◆ WHAT IS BEING ASKED: The listing below holds a line with "of the wall-mounted" and a later line with "the wooden console". Write out those two lines and every line between them, exactly, and nothing else.

◆ SOURCE DATA:

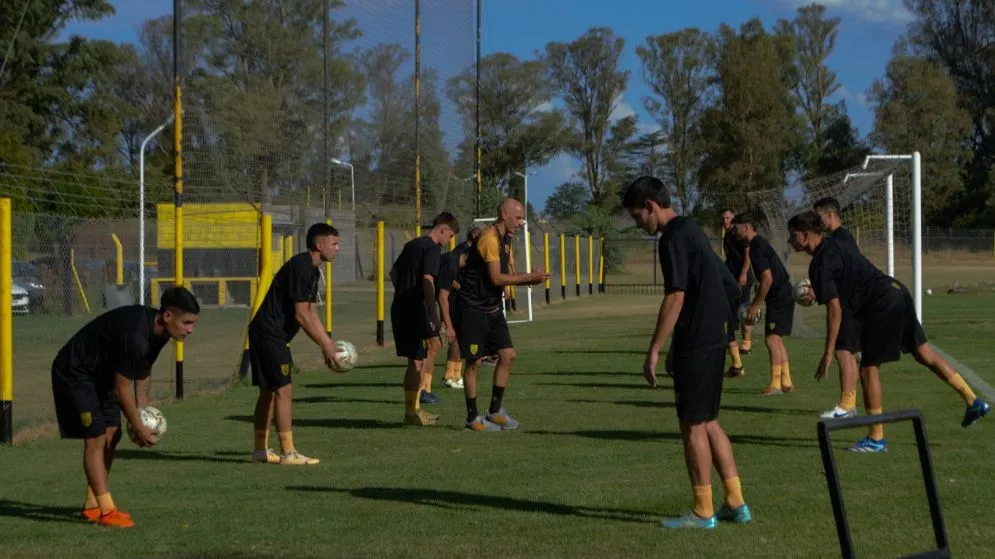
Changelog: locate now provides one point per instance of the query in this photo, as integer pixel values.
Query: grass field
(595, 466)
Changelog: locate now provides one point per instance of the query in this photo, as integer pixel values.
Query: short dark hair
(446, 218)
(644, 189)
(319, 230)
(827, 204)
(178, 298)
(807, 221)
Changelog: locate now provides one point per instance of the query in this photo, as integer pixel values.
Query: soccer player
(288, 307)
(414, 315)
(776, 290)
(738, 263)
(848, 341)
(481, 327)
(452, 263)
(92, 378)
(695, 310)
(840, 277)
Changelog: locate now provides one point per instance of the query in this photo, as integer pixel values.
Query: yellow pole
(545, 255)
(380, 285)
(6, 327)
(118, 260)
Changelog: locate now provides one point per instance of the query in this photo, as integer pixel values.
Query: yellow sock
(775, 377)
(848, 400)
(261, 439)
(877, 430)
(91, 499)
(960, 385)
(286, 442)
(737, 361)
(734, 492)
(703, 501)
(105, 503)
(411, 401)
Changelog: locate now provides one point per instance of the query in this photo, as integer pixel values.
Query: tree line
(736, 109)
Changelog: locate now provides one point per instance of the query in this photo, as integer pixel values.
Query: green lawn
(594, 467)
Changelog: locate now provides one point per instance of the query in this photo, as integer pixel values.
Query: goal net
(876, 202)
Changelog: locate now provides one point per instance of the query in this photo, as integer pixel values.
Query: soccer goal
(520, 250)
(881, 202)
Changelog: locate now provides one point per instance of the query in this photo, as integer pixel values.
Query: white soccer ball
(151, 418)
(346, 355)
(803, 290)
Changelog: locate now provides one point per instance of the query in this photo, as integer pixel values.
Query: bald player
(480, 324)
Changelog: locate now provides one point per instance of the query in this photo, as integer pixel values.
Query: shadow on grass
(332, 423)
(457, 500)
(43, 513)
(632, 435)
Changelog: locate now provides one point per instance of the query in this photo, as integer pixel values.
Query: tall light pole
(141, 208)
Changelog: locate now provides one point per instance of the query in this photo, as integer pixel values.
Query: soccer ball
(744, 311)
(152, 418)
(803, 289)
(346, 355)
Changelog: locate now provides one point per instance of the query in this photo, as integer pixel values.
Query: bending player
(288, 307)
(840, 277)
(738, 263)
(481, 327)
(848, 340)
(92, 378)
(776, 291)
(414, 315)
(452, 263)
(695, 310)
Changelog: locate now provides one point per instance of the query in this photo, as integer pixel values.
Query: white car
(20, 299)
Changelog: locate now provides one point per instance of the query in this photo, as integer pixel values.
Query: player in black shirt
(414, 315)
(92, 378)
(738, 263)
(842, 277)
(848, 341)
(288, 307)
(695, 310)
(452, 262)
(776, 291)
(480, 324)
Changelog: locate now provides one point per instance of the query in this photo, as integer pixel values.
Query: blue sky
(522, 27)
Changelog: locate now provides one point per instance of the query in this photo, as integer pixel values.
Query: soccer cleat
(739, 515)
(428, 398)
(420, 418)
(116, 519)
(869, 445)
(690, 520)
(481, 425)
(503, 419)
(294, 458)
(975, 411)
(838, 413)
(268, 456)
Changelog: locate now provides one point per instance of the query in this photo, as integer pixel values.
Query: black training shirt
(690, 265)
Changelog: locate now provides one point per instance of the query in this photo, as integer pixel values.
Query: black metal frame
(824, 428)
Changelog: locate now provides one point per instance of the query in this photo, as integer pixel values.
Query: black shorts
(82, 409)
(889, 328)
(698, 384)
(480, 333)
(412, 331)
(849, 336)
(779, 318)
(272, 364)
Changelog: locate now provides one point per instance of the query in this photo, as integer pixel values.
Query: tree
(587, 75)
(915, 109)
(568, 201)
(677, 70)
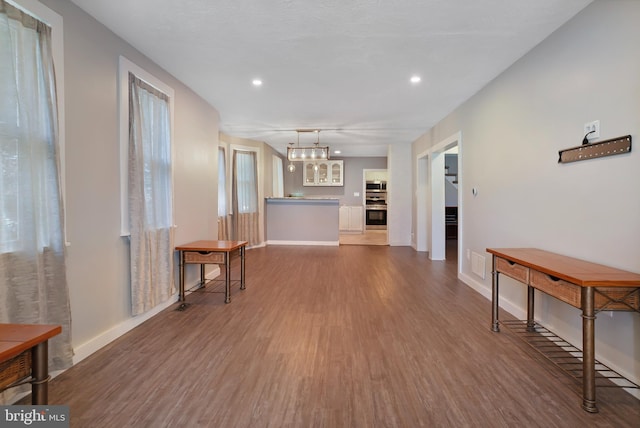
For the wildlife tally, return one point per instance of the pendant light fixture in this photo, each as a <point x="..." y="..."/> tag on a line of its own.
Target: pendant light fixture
* * *
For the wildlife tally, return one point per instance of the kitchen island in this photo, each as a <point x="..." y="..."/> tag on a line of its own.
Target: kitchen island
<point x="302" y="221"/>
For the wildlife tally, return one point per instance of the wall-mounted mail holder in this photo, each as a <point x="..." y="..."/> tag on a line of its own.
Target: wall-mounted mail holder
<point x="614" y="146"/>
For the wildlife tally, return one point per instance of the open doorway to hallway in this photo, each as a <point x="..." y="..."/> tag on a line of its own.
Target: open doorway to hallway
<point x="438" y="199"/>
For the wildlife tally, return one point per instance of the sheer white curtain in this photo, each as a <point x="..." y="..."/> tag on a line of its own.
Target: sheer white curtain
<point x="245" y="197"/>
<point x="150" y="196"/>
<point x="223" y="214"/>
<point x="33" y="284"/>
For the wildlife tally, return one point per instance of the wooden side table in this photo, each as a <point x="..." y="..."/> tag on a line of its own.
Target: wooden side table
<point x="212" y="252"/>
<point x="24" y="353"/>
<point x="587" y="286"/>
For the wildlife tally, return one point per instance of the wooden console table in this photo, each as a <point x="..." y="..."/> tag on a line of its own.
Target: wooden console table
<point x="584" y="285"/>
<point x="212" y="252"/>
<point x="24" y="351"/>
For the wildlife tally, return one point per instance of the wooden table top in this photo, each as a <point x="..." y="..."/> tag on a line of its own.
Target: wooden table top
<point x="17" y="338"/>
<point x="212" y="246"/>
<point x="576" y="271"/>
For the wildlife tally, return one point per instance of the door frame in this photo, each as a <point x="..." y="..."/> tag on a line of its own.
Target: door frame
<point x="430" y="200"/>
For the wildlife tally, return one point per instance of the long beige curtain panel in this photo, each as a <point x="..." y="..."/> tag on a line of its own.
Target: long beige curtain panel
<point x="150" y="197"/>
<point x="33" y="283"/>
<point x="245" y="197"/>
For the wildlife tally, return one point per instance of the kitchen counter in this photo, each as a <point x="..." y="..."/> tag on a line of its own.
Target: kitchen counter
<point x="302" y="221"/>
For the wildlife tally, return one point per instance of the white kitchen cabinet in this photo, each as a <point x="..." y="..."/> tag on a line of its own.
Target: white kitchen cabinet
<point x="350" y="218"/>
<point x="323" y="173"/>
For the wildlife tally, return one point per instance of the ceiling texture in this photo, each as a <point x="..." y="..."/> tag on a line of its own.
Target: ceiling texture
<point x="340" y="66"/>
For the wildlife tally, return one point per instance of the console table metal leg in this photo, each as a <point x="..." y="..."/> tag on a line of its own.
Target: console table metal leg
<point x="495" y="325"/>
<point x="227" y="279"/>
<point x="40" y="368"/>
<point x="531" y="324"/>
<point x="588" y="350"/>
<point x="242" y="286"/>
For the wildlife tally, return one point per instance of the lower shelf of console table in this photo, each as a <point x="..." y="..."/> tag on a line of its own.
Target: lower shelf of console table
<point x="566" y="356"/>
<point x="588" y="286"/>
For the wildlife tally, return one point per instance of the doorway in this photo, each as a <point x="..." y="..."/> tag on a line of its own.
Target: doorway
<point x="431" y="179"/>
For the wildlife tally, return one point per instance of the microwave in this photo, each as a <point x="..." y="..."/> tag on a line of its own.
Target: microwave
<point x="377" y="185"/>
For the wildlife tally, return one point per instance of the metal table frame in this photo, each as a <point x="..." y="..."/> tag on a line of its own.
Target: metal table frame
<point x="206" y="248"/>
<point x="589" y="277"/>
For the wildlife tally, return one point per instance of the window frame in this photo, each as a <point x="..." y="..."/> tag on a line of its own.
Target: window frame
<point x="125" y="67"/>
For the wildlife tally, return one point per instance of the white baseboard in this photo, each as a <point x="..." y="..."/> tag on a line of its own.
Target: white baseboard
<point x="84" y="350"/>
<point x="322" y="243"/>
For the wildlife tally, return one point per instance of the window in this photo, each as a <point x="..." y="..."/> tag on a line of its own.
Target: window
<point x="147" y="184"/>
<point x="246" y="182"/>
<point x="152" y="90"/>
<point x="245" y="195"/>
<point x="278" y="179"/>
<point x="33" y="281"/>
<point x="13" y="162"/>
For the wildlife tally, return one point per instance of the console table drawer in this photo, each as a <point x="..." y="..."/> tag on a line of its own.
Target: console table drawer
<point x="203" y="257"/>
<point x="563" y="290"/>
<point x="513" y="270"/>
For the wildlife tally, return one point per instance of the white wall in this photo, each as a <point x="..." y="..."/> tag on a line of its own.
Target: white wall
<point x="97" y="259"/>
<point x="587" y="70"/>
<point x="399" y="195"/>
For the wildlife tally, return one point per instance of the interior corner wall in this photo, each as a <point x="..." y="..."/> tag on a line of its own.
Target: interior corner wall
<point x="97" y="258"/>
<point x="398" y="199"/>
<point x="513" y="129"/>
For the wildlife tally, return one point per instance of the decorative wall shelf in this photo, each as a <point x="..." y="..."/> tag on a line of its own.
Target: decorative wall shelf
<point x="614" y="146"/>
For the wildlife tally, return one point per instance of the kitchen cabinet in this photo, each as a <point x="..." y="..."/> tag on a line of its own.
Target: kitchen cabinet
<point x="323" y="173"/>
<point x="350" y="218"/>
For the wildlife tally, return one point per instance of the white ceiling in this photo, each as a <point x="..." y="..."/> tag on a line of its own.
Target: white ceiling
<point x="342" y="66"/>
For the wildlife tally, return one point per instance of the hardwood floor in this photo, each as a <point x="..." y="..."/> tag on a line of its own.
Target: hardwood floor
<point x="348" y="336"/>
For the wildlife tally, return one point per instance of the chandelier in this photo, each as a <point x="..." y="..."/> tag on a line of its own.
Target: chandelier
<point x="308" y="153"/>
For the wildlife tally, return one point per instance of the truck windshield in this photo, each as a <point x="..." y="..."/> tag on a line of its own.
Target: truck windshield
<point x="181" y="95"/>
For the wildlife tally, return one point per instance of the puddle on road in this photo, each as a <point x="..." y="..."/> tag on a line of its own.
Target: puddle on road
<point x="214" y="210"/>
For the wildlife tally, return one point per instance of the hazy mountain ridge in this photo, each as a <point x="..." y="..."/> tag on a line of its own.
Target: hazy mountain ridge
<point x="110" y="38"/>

◆ COMPLETED TASK:
For the wildlife tally, return one point per instance of the wall-mounted mail holder in this photo, each as a <point x="..." y="..."/> tag on a line of its own.
Target: wall-mounted mail holder
<point x="614" y="146"/>
For the wildlife tally, return one point per instance of the open doorway to hallway in this photo, each as a <point x="..." y="..."/> tag on a line of its own.
Target: open doorway to hallway
<point x="438" y="199"/>
For the wildlife tally, return one point per instance of the sheer white curtain in this photo, each as a <point x="..." y="..."/> tag on a line of its own.
Target: sheer white curtain
<point x="245" y="197"/>
<point x="150" y="196"/>
<point x="223" y="214"/>
<point x="33" y="284"/>
For the wildlife tally, return one point per instance of the wooden side table in this photo, each as a <point x="..." y="..."/> tag on a line of its own.
Target: wooden side table
<point x="212" y="252"/>
<point x="24" y="353"/>
<point x="587" y="286"/>
For the wildlife tally, return one point per instance of the wooden console table in this photo, each as a <point x="..." y="..."/> tag on a line of its own.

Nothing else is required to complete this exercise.